START Reading passage

New research provides hope for critically endangered Māui dolphin
Archived content: This media release was accurate on the date of publication.
IntroductionNorth Island Māui dolphin and South Island Hector's dolphins were once thought to occupy completely separate stretches of New Zealand's coastline, but new research has shown that two female Hector's dolphins have been visiting their North Island relatives.
Date: 23 November 2010
North Island Māui dolphin and South Island Hector’s dolphins were once thought to occupy completely separate stretches of New Zealand’s coastline, but new research has shown that two female Hector’s dolphins have been visiting their North Island relatives.
Researchers hope that the two closely related dolphin sub-species may breed, bringing much-needed genetic diversity to the critically endangered Māui dolphin population.
“We know that Māui dolphin have a limited pool of genetic diversity, so any new input is very welcome,” says Phil Brown, the Department of Conservation’s Māui Dolphin Recovery Group leader.

END Reading passage

# [Brief 1]
Write out, word for word, the stretch of the Māui dolphin release from "Researchers hope that" through "Recovery Group leader.".
# [Brief 2]
Answer these questions from the Māui dolphin release:
(a) On what date was it published?
(b) How many female Hector's dolphins have been visiting their North Island relatives?
(c) What position does Phil Brown hold?

START Data to examine

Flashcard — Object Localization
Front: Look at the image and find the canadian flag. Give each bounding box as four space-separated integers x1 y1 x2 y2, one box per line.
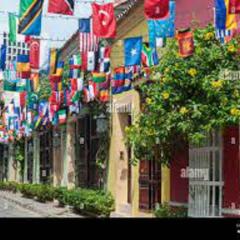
144 0 169 19
92 3 116 38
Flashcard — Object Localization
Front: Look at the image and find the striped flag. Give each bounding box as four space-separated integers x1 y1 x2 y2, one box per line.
79 19 100 53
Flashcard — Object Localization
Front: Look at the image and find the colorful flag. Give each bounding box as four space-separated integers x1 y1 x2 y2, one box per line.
18 0 44 36
79 18 100 53
50 61 64 82
58 109 67 124
99 89 109 103
0 44 7 71
49 48 58 75
229 0 240 14
48 0 74 15
17 54 31 79
29 38 40 70
229 0 240 14
8 13 18 42
124 66 141 91
215 0 237 30
82 51 96 72
148 1 176 48
69 54 82 78
92 72 106 83
142 43 159 67
124 37 142 66
3 79 16 92
144 0 169 19
177 29 194 57
30 72 40 92
92 3 116 38
112 67 125 94
99 47 111 73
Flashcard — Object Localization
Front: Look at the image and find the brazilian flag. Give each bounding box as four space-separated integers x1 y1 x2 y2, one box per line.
3 80 16 92
18 0 44 36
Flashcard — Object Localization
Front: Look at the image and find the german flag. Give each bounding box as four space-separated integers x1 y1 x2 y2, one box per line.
18 0 44 36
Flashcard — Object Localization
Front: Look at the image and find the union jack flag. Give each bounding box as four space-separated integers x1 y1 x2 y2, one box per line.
79 19 100 53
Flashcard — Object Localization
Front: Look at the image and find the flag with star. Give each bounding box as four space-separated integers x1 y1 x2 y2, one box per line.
177 29 194 57
92 3 116 38
148 1 176 48
144 0 169 19
229 0 240 14
124 37 142 66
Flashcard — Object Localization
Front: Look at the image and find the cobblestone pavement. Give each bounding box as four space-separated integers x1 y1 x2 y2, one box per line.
0 197 41 218
0 191 82 218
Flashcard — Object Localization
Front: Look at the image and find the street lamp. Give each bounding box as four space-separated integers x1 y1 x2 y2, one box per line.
97 113 108 133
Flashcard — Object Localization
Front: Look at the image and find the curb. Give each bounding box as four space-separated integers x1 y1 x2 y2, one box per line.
1 192 69 218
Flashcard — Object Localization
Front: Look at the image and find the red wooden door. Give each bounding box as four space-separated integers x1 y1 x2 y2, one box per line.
75 115 99 188
39 130 53 183
139 160 161 211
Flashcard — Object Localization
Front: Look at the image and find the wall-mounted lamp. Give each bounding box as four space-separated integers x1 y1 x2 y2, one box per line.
119 151 124 160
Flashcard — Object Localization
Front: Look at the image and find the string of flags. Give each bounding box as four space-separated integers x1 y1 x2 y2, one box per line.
0 0 240 142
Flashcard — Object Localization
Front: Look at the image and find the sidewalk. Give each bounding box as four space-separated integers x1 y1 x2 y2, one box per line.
0 191 83 218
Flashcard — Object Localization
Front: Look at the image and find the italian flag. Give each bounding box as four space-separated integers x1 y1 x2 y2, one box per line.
8 13 24 43
58 109 67 124
142 44 159 67
92 72 106 83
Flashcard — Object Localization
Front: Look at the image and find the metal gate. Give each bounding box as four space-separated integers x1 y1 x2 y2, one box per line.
0 144 8 181
39 129 53 183
188 131 223 217
75 114 100 188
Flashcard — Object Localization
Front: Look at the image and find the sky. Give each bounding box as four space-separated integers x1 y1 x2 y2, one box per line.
0 0 113 67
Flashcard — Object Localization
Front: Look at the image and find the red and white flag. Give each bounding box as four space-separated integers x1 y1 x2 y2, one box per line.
144 0 169 19
79 19 100 53
29 38 40 70
92 3 117 38
48 0 74 15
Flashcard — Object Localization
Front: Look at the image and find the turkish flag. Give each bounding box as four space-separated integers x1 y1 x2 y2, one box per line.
92 3 116 38
48 0 74 15
144 0 169 19
229 0 240 14
177 29 194 58
29 38 40 69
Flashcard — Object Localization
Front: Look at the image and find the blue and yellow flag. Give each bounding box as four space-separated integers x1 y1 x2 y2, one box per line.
215 0 237 30
18 0 44 36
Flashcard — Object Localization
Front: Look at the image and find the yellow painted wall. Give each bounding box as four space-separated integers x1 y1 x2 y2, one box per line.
108 0 170 216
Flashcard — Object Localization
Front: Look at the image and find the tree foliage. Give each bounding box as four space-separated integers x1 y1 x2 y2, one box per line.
126 26 240 162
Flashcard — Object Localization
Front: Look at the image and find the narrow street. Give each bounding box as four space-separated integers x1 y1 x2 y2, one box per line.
0 196 42 218
0 191 83 218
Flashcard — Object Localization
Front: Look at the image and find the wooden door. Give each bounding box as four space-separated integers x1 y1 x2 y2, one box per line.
139 160 161 211
75 115 99 188
75 117 88 187
40 130 53 183
26 138 33 183
188 130 223 217
127 115 132 204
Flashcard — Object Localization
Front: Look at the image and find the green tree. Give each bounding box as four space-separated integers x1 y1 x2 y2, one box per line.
126 26 240 163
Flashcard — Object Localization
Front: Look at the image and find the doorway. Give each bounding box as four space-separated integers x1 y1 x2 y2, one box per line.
139 160 161 212
39 130 53 184
188 130 223 217
75 114 100 188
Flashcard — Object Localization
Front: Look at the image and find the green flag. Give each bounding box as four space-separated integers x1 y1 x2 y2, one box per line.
8 13 17 42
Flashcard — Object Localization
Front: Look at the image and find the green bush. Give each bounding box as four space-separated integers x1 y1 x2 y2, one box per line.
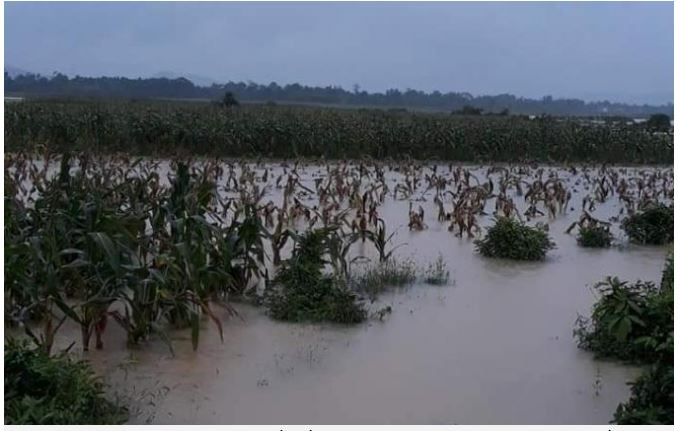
576 225 613 248
5 340 127 425
265 229 366 323
574 264 673 425
614 362 673 425
475 217 555 260
574 278 673 363
622 203 673 245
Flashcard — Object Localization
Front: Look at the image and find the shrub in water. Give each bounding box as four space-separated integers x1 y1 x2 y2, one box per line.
424 254 449 286
5 340 127 425
622 204 673 245
574 264 673 425
614 363 673 425
576 225 613 248
265 229 366 323
475 217 555 260
574 277 673 363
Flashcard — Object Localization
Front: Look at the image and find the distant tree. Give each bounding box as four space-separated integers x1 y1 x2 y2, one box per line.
647 114 671 131
452 105 484 115
222 91 239 108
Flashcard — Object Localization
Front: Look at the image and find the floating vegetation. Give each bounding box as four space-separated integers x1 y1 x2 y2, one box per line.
265 229 366 324
576 226 613 248
352 258 417 298
5 339 127 425
475 217 555 260
423 254 449 286
567 210 614 248
622 203 673 245
613 363 674 425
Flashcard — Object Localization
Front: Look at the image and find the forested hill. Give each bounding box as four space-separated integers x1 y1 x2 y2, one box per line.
5 72 673 118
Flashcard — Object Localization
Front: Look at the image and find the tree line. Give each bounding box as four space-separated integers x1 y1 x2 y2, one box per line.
5 72 673 118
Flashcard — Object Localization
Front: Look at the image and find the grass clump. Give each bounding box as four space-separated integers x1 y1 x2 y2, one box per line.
475 217 555 260
622 203 673 245
352 258 417 298
423 254 450 286
265 229 366 323
576 225 613 248
5 340 127 425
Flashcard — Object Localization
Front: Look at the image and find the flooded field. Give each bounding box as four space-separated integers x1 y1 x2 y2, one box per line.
7 157 673 424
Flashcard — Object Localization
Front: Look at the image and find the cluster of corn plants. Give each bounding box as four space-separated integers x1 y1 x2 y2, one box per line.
5 101 673 163
5 154 265 352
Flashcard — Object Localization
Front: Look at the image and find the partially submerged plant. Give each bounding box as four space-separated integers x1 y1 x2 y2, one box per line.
661 252 673 292
574 277 673 362
576 226 614 248
265 228 366 324
614 363 673 425
351 258 417 298
5 340 127 425
567 209 614 248
475 217 555 260
423 254 449 286
574 264 673 425
621 203 673 245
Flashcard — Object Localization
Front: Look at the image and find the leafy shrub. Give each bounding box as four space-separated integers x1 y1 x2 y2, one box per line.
575 277 673 363
622 203 673 245
475 217 555 260
265 229 366 323
576 225 613 248
614 362 673 425
5 340 127 425
574 264 673 425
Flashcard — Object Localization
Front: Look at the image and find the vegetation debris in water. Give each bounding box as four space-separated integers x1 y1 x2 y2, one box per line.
622 203 673 245
475 217 555 260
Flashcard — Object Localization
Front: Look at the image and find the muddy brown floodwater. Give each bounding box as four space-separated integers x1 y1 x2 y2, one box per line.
46 164 668 424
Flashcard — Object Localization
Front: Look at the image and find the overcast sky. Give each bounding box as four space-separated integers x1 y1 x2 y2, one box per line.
5 2 673 103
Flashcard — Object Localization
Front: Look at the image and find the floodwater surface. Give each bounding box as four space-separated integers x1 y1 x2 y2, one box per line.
41 163 667 424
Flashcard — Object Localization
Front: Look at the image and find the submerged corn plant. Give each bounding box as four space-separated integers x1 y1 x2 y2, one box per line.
475 217 555 260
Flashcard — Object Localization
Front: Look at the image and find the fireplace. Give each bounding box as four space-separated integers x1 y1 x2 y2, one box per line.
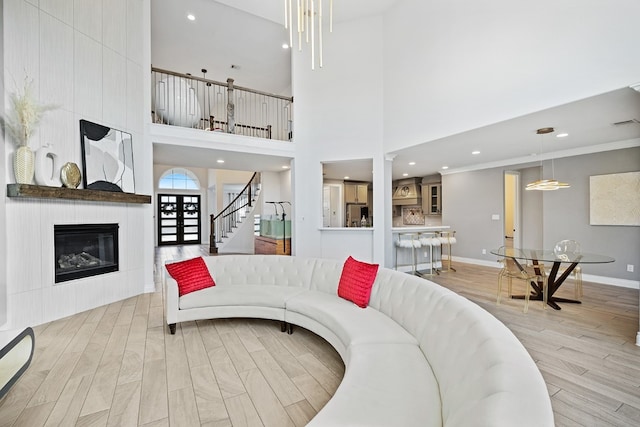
53 224 118 283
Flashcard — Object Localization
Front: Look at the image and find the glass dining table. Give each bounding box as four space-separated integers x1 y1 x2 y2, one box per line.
491 246 615 310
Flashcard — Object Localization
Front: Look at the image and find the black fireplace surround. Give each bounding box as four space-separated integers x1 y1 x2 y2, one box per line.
53 224 119 283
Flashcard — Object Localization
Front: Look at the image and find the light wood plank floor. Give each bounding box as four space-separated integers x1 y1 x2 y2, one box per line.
431 263 640 426
0 246 640 427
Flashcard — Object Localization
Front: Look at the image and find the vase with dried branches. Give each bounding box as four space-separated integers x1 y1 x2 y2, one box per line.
0 77 56 184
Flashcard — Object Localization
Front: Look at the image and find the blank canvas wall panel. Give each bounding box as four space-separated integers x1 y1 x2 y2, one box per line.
589 172 640 226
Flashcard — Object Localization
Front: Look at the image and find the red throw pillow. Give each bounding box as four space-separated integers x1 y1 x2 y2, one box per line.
338 257 378 308
166 257 216 296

END Data to examine

# [Answer area 1]
Researchers hope that the two closely related dolphin sub-species may breed, bringing much-needed genetic diversity to the critically endangered Māui dolphin population.
“We know that Māui dolphin have a limited pool of genetic diversity, so any new input is very welcome,” says Phil Brown, the Department of Conservation’s Māui Dolphin Recovery Group leader.

# [Answer area 2]
(a) 23 November 2010
(b) Two
(c) He is the Department of Conservation's Māui Dolphin Recovery Group leader.